- Born: November 1, 1898 Westmoreland County, Pennsylvania, US
- Died: August 10, 1984 (aged 85)
- Education: Ph.D.
- Alma mater: Wilson College Columbia University University of Chicago
- Occupation: Psychologist
- Spouse: John Mueller (1935–1965)

= Kate Hevner Mueller =

Psychologist and educator

Kate Hevner Mueller (November 1, 1898 – August 10, 1984) was an American psychologist and educator who served as dean of women at Indiana University during 1938–1949.

==Biography==

Born Kate Lucile Hevner in Westmoreland County, Pennsylvania, she was the second daughter and middle child to a minister father and a schoolteacher mother. She attended Williamsport High School then matriculated in 1916 to Wilson College, where she majored in English with a minor in French. She graduated in 1920 with a Bachelor of Arts with honors. During her junior year she took a course in psychology, where she developed an interest in the subject.
______
» What to produce: Reproduce the text on Kate Hevner Mueller above in full, word for word.

Stored items
______
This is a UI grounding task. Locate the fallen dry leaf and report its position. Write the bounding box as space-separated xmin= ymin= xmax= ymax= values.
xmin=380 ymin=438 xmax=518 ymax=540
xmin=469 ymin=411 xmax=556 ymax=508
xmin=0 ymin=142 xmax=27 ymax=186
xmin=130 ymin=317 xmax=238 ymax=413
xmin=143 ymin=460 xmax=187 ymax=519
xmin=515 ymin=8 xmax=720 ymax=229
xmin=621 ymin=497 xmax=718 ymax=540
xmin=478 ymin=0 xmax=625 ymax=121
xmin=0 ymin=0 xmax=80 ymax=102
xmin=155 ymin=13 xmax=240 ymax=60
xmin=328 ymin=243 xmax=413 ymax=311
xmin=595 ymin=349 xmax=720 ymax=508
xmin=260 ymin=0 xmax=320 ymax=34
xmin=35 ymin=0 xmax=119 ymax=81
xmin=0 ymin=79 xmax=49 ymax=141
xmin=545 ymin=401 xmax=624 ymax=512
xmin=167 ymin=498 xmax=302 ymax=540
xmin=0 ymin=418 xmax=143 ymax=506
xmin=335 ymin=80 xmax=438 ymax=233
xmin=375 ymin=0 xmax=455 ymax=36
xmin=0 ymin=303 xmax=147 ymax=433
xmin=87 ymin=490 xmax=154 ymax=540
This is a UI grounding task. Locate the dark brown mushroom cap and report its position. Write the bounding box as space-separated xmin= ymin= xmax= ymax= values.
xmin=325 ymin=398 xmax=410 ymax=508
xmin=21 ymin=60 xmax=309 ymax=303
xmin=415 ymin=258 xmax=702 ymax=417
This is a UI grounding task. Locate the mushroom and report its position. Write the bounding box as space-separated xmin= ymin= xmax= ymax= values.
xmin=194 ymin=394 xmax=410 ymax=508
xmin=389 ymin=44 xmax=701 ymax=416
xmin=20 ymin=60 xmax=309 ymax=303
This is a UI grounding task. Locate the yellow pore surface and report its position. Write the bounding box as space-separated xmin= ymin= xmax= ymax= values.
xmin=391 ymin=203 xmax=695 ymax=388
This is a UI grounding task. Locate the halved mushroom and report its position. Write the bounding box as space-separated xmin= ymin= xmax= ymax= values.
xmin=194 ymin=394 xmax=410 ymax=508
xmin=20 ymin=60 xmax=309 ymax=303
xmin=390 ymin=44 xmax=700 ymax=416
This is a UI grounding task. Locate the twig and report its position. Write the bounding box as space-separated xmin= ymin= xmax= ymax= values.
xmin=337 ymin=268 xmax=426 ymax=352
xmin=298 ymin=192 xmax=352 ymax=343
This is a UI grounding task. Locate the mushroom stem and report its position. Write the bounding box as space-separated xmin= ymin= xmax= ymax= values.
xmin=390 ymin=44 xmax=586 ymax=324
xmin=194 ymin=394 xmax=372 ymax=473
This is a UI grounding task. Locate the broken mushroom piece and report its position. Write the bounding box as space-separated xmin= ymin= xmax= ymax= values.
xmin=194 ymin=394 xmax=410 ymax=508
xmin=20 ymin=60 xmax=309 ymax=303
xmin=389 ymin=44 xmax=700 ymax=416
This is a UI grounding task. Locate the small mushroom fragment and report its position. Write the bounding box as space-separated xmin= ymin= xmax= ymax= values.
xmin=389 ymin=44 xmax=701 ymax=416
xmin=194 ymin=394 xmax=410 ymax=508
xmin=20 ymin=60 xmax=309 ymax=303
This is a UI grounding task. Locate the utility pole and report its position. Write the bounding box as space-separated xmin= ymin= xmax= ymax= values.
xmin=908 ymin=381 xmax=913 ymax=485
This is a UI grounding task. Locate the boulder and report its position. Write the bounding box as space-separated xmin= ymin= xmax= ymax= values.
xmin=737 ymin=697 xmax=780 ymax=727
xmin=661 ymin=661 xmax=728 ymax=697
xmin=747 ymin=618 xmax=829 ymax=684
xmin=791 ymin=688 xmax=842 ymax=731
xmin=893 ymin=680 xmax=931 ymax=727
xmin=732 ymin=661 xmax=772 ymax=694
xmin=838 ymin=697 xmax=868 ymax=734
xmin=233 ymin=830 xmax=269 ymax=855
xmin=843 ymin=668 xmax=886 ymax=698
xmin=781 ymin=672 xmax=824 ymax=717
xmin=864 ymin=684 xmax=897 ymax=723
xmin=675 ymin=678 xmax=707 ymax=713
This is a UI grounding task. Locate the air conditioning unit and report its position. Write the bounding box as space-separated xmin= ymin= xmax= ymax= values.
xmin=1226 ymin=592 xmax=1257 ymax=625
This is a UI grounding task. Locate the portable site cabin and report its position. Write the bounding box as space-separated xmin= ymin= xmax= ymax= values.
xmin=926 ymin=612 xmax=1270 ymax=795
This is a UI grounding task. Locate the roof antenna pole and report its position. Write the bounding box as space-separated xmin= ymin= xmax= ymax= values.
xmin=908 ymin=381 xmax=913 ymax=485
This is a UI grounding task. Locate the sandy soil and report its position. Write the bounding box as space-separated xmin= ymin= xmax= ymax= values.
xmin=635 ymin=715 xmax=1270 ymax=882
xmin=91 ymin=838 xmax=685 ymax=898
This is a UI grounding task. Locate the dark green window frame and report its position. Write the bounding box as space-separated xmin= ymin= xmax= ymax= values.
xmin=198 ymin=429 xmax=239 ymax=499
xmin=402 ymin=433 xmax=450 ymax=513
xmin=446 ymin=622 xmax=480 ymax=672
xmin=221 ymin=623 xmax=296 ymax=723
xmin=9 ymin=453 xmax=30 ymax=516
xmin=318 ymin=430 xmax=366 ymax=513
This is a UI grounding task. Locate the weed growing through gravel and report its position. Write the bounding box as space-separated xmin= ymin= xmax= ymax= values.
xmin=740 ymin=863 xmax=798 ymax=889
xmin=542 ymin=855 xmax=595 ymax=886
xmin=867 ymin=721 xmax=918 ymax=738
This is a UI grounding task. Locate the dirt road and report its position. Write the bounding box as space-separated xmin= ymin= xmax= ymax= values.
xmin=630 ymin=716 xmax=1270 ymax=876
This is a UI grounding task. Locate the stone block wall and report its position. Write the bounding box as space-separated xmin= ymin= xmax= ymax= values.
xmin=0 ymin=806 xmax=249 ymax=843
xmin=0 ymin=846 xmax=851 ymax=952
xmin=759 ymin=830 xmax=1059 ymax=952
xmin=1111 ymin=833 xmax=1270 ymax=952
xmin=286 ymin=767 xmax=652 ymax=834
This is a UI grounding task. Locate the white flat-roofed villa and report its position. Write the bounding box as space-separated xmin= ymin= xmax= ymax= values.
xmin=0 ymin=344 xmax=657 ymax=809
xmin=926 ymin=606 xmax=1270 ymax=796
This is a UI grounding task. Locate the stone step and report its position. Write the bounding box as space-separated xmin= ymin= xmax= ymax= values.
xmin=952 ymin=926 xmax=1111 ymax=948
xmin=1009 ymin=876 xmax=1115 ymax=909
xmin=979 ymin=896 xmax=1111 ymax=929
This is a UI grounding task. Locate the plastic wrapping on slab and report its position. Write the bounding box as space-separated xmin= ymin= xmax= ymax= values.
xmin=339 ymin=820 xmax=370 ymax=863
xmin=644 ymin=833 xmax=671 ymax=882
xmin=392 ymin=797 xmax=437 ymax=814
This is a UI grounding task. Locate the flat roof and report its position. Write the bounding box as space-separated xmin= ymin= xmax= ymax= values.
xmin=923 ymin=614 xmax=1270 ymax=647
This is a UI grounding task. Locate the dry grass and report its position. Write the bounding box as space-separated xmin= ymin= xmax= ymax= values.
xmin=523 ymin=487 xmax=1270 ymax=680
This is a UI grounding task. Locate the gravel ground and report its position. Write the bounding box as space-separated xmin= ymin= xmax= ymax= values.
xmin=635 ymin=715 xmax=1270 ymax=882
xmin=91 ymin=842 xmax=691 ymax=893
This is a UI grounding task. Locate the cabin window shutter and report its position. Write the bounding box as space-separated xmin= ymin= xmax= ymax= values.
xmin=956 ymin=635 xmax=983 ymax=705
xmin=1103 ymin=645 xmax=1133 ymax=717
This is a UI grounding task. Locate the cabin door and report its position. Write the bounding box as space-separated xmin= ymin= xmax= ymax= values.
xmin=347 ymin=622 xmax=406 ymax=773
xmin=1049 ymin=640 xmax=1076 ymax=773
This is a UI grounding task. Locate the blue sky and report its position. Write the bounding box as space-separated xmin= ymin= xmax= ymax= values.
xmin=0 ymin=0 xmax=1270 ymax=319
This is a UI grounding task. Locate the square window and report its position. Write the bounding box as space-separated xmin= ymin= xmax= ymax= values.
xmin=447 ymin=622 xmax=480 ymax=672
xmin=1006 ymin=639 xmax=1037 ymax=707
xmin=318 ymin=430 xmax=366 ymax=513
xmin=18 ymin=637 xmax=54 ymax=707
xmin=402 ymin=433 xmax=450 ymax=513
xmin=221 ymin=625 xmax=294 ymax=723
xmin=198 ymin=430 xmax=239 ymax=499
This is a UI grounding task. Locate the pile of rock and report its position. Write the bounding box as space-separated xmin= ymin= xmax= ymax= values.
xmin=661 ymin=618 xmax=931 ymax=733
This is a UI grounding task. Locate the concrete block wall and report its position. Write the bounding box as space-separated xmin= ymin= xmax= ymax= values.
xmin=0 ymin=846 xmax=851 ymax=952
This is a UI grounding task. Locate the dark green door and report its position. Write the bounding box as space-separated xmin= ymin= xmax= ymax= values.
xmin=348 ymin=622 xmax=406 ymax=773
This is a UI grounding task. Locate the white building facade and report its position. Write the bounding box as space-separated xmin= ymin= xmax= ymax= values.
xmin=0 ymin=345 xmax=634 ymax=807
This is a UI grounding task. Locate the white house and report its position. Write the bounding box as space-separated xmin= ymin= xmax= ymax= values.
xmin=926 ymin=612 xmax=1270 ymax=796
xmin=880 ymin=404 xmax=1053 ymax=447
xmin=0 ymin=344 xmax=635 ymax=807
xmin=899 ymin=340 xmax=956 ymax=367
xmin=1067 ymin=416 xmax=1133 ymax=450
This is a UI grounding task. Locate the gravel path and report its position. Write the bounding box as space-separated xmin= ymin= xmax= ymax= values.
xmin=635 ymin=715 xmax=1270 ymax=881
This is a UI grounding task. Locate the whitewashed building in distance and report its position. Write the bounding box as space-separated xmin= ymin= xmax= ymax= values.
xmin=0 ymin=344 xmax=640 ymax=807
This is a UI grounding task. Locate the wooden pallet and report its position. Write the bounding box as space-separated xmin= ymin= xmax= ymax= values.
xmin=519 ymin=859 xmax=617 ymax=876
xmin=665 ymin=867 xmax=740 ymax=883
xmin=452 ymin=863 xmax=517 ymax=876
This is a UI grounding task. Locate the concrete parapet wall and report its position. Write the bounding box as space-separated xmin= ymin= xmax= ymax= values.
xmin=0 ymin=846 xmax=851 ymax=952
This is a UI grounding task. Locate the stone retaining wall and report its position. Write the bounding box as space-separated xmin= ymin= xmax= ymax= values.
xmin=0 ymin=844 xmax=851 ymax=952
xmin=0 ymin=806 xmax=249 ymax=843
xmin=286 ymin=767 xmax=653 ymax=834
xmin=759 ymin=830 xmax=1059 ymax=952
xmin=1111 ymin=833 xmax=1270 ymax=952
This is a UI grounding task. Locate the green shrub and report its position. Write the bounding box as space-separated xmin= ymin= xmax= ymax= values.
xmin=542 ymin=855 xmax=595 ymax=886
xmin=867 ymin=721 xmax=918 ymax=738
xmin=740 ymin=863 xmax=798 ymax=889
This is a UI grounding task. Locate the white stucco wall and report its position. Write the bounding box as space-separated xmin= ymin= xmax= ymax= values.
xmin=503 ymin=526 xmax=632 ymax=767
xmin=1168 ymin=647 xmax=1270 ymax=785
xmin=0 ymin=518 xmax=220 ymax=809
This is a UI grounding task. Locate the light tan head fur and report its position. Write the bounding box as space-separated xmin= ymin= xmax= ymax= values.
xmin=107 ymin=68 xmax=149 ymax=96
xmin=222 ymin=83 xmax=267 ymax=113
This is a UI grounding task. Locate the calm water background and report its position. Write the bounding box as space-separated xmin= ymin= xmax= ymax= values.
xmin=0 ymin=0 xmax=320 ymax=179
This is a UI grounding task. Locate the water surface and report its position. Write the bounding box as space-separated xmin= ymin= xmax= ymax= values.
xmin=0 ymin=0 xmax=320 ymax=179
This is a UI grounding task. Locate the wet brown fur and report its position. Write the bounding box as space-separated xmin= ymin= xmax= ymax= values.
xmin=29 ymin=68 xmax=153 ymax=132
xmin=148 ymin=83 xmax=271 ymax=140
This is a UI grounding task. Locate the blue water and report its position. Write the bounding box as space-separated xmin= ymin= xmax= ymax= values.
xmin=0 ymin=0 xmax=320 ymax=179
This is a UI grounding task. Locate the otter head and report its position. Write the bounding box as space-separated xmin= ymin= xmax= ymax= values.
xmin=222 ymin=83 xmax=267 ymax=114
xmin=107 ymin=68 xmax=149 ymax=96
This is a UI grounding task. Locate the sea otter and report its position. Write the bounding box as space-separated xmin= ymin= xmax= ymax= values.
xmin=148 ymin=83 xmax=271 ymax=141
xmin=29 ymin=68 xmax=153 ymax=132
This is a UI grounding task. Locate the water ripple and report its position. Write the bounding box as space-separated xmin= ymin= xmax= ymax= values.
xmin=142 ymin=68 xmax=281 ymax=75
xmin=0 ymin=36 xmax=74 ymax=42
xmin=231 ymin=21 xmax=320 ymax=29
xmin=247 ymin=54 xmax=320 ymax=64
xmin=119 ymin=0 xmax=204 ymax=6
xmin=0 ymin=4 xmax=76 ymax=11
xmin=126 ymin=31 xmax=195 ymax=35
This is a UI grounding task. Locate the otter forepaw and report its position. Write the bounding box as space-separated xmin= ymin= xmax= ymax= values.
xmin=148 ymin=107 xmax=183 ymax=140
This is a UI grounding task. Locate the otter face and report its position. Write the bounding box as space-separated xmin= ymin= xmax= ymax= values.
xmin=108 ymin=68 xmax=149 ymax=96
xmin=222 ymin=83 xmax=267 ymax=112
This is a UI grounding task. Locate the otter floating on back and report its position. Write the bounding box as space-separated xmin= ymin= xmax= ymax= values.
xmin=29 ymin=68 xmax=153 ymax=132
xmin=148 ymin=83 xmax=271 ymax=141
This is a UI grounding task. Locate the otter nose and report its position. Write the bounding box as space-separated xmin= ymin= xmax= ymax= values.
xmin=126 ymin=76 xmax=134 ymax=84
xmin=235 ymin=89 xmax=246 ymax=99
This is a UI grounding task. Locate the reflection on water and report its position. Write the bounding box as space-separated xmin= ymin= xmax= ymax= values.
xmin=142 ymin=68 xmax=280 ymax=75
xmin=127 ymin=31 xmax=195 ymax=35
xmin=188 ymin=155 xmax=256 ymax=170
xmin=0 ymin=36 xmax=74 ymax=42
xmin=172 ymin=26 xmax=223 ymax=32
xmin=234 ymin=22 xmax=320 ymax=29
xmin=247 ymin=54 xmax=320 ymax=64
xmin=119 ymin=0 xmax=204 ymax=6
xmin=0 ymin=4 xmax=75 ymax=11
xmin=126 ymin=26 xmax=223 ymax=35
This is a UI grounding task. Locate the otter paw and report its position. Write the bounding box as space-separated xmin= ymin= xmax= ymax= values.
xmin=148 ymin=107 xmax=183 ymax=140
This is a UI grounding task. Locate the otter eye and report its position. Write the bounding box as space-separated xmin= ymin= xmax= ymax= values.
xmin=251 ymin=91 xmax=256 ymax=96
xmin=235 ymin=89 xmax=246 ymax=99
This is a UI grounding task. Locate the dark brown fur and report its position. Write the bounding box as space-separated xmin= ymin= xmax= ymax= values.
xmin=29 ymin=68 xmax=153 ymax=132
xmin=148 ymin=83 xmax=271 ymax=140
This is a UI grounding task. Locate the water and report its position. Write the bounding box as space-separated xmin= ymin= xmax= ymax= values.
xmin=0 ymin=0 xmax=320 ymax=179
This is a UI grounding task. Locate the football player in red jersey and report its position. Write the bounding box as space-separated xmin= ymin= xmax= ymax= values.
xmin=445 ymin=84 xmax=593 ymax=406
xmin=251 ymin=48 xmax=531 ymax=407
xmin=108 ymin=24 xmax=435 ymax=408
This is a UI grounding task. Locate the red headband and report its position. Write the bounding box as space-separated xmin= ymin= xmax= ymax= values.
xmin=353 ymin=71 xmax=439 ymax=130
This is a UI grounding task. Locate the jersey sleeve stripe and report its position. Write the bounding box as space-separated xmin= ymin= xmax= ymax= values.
______
» Task answer:
- Born: November 1, 1898 Westmoreland County, Pennsylvania, US
- Died: August 10, 1984 (aged 85)
- Education: Ph.D.
- Alma mater: Wilson College Columbia University University of Chicago
- Occupation: Psychologist
- Spouse: John Mueller (1935–1965)

= Kate Hevner Mueller =

Psychologist and educator

Kate Hevner Mueller (November 1, 1898 – August 10, 1984) was an American psychologist and educator who served as dean of women at Indiana University during 1938–1949.

==Biography==

Born Kate Lucile Hevner in Westmoreland County, Pennsylvania, she was the second daughter and middle child to a minister father and a schoolteacher mother. She attended Williamsport High School then matriculated in 1916 to Wilson College, where she majored in English with a minor in French. She graduated in 1920 with a Bachelor of Arts with honors. During her junior year she took a course in psychology, where she developed an interest in the subject.